• Required work:
Give back exactly the lines starting at the one with "Pointer acceptance items for the photo below." and ending at the last line of the data below. Pictures are not part of the copy.

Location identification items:
* BEGIN *

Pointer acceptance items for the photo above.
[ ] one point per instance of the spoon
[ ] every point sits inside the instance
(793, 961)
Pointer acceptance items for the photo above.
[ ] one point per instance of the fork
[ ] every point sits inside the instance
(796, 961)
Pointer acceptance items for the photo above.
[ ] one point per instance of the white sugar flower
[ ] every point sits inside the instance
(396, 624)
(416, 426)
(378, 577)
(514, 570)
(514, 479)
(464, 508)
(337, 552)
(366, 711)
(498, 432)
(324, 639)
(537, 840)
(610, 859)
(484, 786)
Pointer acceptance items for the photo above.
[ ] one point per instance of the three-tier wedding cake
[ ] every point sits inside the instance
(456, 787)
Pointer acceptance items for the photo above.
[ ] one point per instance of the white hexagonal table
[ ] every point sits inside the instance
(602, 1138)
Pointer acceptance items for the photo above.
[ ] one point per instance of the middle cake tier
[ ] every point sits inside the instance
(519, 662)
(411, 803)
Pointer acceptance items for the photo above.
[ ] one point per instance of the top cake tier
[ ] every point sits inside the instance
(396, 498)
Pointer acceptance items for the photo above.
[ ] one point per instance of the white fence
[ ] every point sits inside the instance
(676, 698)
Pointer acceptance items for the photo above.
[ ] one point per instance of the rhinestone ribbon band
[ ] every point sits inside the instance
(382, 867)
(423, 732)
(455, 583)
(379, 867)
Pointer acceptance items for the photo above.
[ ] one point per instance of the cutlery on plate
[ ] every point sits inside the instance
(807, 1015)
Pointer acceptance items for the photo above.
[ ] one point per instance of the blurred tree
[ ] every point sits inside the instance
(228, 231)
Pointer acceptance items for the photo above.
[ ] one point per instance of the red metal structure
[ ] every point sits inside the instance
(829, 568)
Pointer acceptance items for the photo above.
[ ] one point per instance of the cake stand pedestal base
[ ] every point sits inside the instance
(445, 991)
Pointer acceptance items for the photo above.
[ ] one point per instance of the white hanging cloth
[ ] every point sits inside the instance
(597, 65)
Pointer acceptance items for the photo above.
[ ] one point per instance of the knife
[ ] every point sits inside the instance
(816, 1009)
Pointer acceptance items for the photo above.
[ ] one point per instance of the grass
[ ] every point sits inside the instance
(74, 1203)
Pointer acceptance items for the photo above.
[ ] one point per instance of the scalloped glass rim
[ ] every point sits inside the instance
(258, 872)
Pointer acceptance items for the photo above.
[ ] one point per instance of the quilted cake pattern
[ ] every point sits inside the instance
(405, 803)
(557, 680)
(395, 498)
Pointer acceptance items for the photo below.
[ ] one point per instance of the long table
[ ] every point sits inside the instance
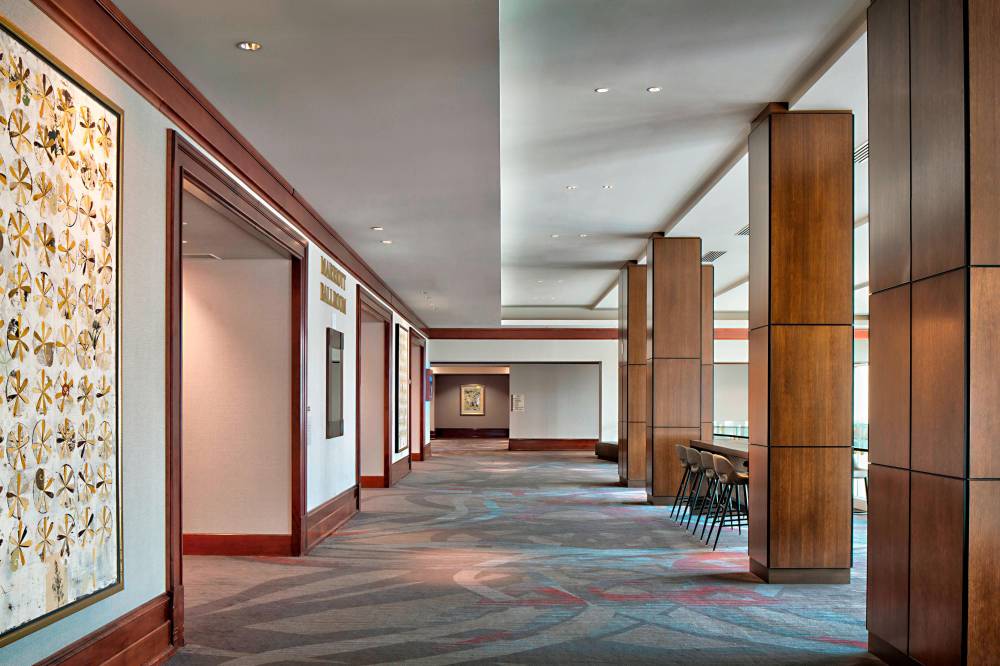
(731, 448)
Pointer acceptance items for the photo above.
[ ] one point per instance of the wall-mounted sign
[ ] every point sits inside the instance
(331, 273)
(332, 298)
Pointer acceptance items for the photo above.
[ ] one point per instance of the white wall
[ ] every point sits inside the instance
(513, 351)
(561, 400)
(141, 313)
(237, 387)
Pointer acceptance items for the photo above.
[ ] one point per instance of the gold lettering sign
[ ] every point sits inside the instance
(330, 297)
(331, 273)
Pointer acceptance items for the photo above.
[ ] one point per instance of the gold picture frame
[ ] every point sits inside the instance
(472, 400)
(44, 95)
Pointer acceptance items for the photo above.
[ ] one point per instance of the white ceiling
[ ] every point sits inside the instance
(398, 112)
(380, 112)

* END *

• Final result:
Pointer acceptance items for the photo below.
[ ] one point per instance of the long table
[ ] every point sits inside the instance
(731, 448)
Pointer acceptance items for the photo above.
[ ] one point per instance of the wall-mounted sign
[ ] every point sits inside the instance
(331, 273)
(332, 298)
Pointer acceptance items for the photo above.
[ ] one point per instance of the white wall
[ ] every point sits inside the instance
(513, 351)
(561, 400)
(141, 313)
(237, 387)
Pointer acceptance items for the photo above.
[ ] one point per instance of the gold lettering sign
[ ] every point sits inside the instance
(330, 297)
(331, 273)
Pointer acceptance items for the photo above.
[ ] one point per instance of the gold picture frame
[ ] every point sits inside the instance
(472, 400)
(44, 95)
Pointer acceptance items for the photo above.
[ ] one point per instance of the white ceiling
[ ] every point sits inside the instance
(398, 112)
(380, 112)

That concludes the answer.